* [WHAT THE TASK ASKS]:
Rewrite the listing below as a Markdown table with the columns "No." and "Line", one numbered row per line. Skip blank lines and leave out the pictures.

------ DATA SECTION ------

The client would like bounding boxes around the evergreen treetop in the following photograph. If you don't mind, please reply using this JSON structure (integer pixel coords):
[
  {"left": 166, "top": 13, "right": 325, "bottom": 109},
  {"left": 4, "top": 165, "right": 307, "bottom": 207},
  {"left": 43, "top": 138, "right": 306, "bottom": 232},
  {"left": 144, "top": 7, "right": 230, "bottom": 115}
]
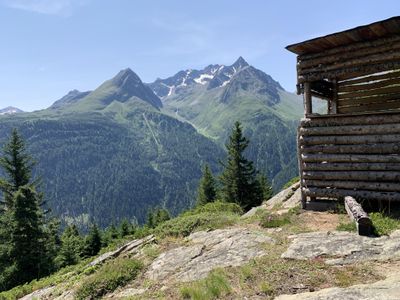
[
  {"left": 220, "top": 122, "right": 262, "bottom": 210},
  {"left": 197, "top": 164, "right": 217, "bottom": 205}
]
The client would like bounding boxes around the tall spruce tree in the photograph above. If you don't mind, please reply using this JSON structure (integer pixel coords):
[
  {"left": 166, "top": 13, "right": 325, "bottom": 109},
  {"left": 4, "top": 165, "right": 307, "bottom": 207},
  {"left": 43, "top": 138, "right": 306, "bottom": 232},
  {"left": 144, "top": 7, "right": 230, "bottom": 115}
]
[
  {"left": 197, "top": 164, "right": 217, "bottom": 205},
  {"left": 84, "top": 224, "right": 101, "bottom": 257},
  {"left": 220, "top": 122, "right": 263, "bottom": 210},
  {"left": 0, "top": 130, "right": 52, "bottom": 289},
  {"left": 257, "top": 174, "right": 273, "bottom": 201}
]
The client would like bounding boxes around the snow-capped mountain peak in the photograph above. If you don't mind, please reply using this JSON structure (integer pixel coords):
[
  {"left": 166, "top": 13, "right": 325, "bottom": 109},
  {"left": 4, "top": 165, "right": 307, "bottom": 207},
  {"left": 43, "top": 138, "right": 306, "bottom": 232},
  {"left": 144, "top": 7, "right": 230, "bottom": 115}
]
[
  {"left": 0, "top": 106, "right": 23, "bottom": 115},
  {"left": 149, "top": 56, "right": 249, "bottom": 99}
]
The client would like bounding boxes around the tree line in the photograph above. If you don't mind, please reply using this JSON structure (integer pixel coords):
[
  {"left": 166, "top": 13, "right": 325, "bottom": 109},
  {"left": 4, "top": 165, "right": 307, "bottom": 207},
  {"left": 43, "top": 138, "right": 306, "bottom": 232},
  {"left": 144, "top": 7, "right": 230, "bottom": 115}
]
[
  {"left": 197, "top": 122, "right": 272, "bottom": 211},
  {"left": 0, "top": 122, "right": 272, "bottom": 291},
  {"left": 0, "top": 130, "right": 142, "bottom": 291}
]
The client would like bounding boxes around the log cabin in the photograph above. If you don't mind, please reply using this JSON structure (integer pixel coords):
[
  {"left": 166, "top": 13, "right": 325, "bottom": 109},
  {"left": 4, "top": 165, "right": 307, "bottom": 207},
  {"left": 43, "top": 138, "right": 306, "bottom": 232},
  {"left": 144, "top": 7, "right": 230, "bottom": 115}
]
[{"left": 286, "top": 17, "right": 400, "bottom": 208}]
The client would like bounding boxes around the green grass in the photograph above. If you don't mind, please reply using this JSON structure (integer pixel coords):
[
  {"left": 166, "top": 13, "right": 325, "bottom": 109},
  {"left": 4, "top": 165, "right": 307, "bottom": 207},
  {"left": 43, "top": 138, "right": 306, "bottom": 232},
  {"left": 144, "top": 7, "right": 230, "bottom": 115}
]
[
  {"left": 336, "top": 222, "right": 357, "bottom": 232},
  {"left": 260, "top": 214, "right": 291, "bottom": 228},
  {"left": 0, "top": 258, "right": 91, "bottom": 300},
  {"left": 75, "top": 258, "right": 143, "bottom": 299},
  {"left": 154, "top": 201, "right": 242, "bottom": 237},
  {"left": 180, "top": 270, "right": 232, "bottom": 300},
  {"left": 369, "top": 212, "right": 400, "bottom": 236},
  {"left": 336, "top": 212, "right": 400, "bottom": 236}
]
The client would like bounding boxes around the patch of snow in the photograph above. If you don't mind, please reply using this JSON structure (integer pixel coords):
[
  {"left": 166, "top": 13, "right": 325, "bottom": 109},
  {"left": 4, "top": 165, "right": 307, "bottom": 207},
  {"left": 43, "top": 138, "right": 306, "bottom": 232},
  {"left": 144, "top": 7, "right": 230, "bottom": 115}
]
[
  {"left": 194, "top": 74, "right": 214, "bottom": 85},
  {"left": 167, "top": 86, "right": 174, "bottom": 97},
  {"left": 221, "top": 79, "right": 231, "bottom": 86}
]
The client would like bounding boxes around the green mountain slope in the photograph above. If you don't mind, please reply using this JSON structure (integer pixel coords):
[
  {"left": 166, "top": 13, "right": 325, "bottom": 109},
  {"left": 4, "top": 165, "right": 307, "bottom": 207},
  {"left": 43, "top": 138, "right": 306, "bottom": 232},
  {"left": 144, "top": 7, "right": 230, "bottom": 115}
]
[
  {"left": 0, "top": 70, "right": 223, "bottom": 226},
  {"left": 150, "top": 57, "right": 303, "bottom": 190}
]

------

* [EXERCISE RESPONSE]:
| No. | Line |
|---|---|
| 1 | The client would like bounding boxes around the evergreen treetop in the following photograph. If you don't mind, please reply using this JSON structure (integer pixel coords): |
| 2 | [ |
| 3 |   {"left": 166, "top": 13, "right": 325, "bottom": 109}, |
| 4 |   {"left": 4, "top": 165, "right": 307, "bottom": 207}, |
| 5 |   {"left": 43, "top": 138, "right": 306, "bottom": 232}, |
| 6 |   {"left": 144, "top": 7, "right": 230, "bottom": 115} |
| 7 | ] |
| 8 | [ |
| 9 |   {"left": 220, "top": 122, "right": 262, "bottom": 210}, |
| 10 |   {"left": 197, "top": 164, "right": 217, "bottom": 205} |
| 11 | ] |
| 12 | The client would like bounding boxes around the tall spruce tree in the photograph above. If you don't mind, please reply using this JSON structure (integer pixel coords): |
| 13 | [ |
| 14 |   {"left": 166, "top": 13, "right": 325, "bottom": 109}, |
| 15 |   {"left": 4, "top": 165, "right": 307, "bottom": 207}, |
| 16 |   {"left": 43, "top": 138, "right": 306, "bottom": 232}, |
| 17 |   {"left": 144, "top": 7, "right": 230, "bottom": 115} |
| 18 | ] |
| 19 | [ |
| 20 |   {"left": 197, "top": 164, "right": 217, "bottom": 205}, |
| 21 |   {"left": 84, "top": 224, "right": 101, "bottom": 257}, |
| 22 |   {"left": 220, "top": 122, "right": 263, "bottom": 210}, |
| 23 |   {"left": 0, "top": 130, "right": 52, "bottom": 289}, |
| 24 |   {"left": 257, "top": 174, "right": 273, "bottom": 201} |
| 25 | ] |
| 26 | The client would like bounding boxes around the snow-capped mountain peak in the photograph above. If you don't mind, please reply using this JSON structure (integer pixel coords): |
| 27 | [ |
| 28 |   {"left": 166, "top": 13, "right": 325, "bottom": 109}, |
| 29 |   {"left": 4, "top": 165, "right": 307, "bottom": 207}, |
| 30 |   {"left": 43, "top": 138, "right": 306, "bottom": 232}, |
| 31 |   {"left": 144, "top": 7, "right": 230, "bottom": 115} |
| 32 | ] |
| 33 | [ |
| 34 |   {"left": 0, "top": 106, "right": 23, "bottom": 115}, |
| 35 |   {"left": 149, "top": 56, "right": 249, "bottom": 99} |
| 36 | ] |
| 37 | The client would like bounding boxes around the tree line in the photograph above. If you don't mind, please reply using this JSON structure (integer pixel coords): |
| 38 | [ |
| 39 |   {"left": 166, "top": 13, "right": 325, "bottom": 109}, |
| 40 |   {"left": 4, "top": 165, "right": 307, "bottom": 207}, |
| 41 |   {"left": 43, "top": 138, "right": 306, "bottom": 232}, |
| 42 |   {"left": 144, "top": 7, "right": 230, "bottom": 115} |
| 43 | ] |
| 44 | [ |
| 45 |   {"left": 197, "top": 122, "right": 272, "bottom": 211}, |
| 46 |   {"left": 0, "top": 122, "right": 272, "bottom": 291}, |
| 47 |   {"left": 0, "top": 130, "right": 142, "bottom": 291} |
| 48 | ] |
| 49 | The client would like bounding boxes around the log cabin in the photograph above. If you don't mind, please reply using this JSON structure (integer pixel coords): |
| 50 | [ |
| 51 |   {"left": 166, "top": 13, "right": 325, "bottom": 109}, |
| 52 |   {"left": 4, "top": 165, "right": 307, "bottom": 207}, |
| 53 |   {"left": 43, "top": 138, "right": 306, "bottom": 232}, |
| 54 |   {"left": 144, "top": 7, "right": 230, "bottom": 115} |
| 55 | ] |
| 56 | [{"left": 286, "top": 17, "right": 400, "bottom": 208}] |
| 57 | The client would like bounding boxes around the green grass in the photograph above. If you don't mind, please reply using this JSON structure (integer pixel coords): |
| 58 | [ |
| 59 |   {"left": 166, "top": 13, "right": 325, "bottom": 109}, |
| 60 |   {"left": 4, "top": 165, "right": 307, "bottom": 207}, |
| 61 |   {"left": 43, "top": 138, "right": 306, "bottom": 232}, |
| 62 |   {"left": 144, "top": 7, "right": 230, "bottom": 115} |
| 63 | ] |
| 64 | [ |
| 65 |   {"left": 336, "top": 222, "right": 357, "bottom": 232}, |
| 66 |   {"left": 260, "top": 214, "right": 291, "bottom": 228}, |
| 67 |   {"left": 0, "top": 258, "right": 91, "bottom": 300}, |
| 68 |   {"left": 75, "top": 258, "right": 143, "bottom": 299}, |
| 69 |   {"left": 154, "top": 201, "right": 242, "bottom": 237}, |
| 70 |   {"left": 180, "top": 270, "right": 232, "bottom": 300}, |
| 71 |   {"left": 369, "top": 212, "right": 400, "bottom": 236}, |
| 72 |   {"left": 336, "top": 212, "right": 400, "bottom": 236} |
| 73 | ] |
| 74 | The client would like bounding boxes around the patch of snow in the photograph above. If you don't mind, please reply using this JSON structure (integer pixel coords): |
| 75 | [ |
| 76 |   {"left": 166, "top": 13, "right": 325, "bottom": 109}, |
| 77 |   {"left": 4, "top": 165, "right": 307, "bottom": 207}, |
| 78 |   {"left": 43, "top": 138, "right": 306, "bottom": 232}, |
| 79 |   {"left": 144, "top": 7, "right": 230, "bottom": 115} |
| 80 | ] |
| 81 | [ |
| 82 |   {"left": 194, "top": 74, "right": 214, "bottom": 85}, |
| 83 |   {"left": 167, "top": 86, "right": 174, "bottom": 97}, |
| 84 |   {"left": 221, "top": 79, "right": 231, "bottom": 86} |
| 85 | ] |
| 86 | The client would like bounding boxes around the green mountain slope in the photograph above. If you don't mind, please reply using this JSON structure (integer pixel coords): |
| 87 | [ |
| 88 |   {"left": 166, "top": 13, "right": 325, "bottom": 109}, |
| 89 |   {"left": 4, "top": 165, "right": 307, "bottom": 207}, |
| 90 |   {"left": 43, "top": 138, "right": 306, "bottom": 232}, |
| 91 |   {"left": 144, "top": 7, "right": 230, "bottom": 115} |
| 92 | ] |
| 93 | [ |
| 94 |   {"left": 0, "top": 70, "right": 223, "bottom": 226}, |
| 95 |   {"left": 150, "top": 57, "right": 303, "bottom": 190} |
| 96 | ] |